■ Exercices à traiter
1. Selon le texte sur la Cour européenne des droits de l'homme, pour quelle raison principale cette juridiction est-elle critiquée ?
2. Reproduisez le passage du texte sur la Cour européenne des droits de l'homme qui va de « La CEDH à l’épreuve » jusqu'à « du gouvernement britannique. ».

La CEDH à l’épreuve des critiques

Instituée en 1959, La Cour européenne des droits de l’homme est une juridiction internationale compétente pour statuer sur des requêtes individuelles ou étatiques alléguant des violations des droits civils et politiques énoncés par la Convention européenne des droits de l’homme1. Garantissant des droits et libertés comme le droit à la vie, le droit à un procès équitable ou la liberté d’expression, la Convention et sa juridiction éponyme font actuellement l’objet de vives critiques, de la part, notamment, du gouvernement britannique. 

La raison principale pour laquelle la Cour EDH est critiquée résulte de l’ingérence croissante de sa jurisprudence sur l’activité normative des Etats parties à la Convention. En effet, même si ses décisions ont un caractère déclaratoire, cela n’empêche pas les Etats membres de devoir s’y conformer. La procédure, en cas d’inexécution de la décision, se trouve à l’article 46 de la Convention EDH2. Si un Etat membre de la Convention EDH refuse d’exécuter un arrêt rendu par la Cour EDH, le Comité des ministres lui adresse une mise en demeure. Si l’Etat s’obstine à ne pas exécuter la décision, la Cour est saisie. Si elle constate le refus de l’Etat de se conformer à l’arrêt, elle doit renvoyer l’affaire au Comité afin qu’il examine les mesures à prendre. Tant que l’ensemble des mesures demandées n’ont pas été adoptées par l’Etat condamné, le Comité des ministres ne clôture pas son examen.

Les décisions de la Cour européenne permettent ainsi de protéger les droits de l’Homme et d’influencer la législation de ses pays membres, puisqu’il est courant que les Etats modifient leur propre législation après une condamnation par la Cour EDH. C’est notamment le cas lorsque la procédure d’arrêt pilote est mise en place : elle permet de traiter plusieurs affaires identiques pendantes devant la Cour. La particularité de cette procédure réside dans son objectif qui est d’identifier le dysfonctionnement de la législation interne qui est à l’origine de la violation de la Convention EDH et donner des indications claires au Gouvernement quant à la manière d’éliminer ce dysfonctionnement.

■ Données fournies
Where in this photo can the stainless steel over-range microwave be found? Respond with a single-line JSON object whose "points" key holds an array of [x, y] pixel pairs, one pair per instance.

■ Corrigés des exercices
1. La Cour EDH est critiquée principalement en raison de l'ingérence croissante de sa jurisprudence sur l'activité normative des États parties à la Convention. Même si ses décisions ont un caractère déclaratoire, les États membres doivent s'y conformer.

2.
La CEDH à l’épreuve des critiques

Instituée en 1959, La Cour européenne des droits de l’homme est une juridiction internationale compétente pour statuer sur des requêtes individuelles ou étatiques alléguant des violations des droits civils et politiques énoncés par la Convention européenne des droits de l’homme1. Garantissant des droits et libertés comme le droit à la vie, le droit à un procès équitable ou la liberté d’expression, la Convention et sa juridiction éponyme font actuellement l’objet de vives critiques, de la part, notamment, du gouvernement britannique.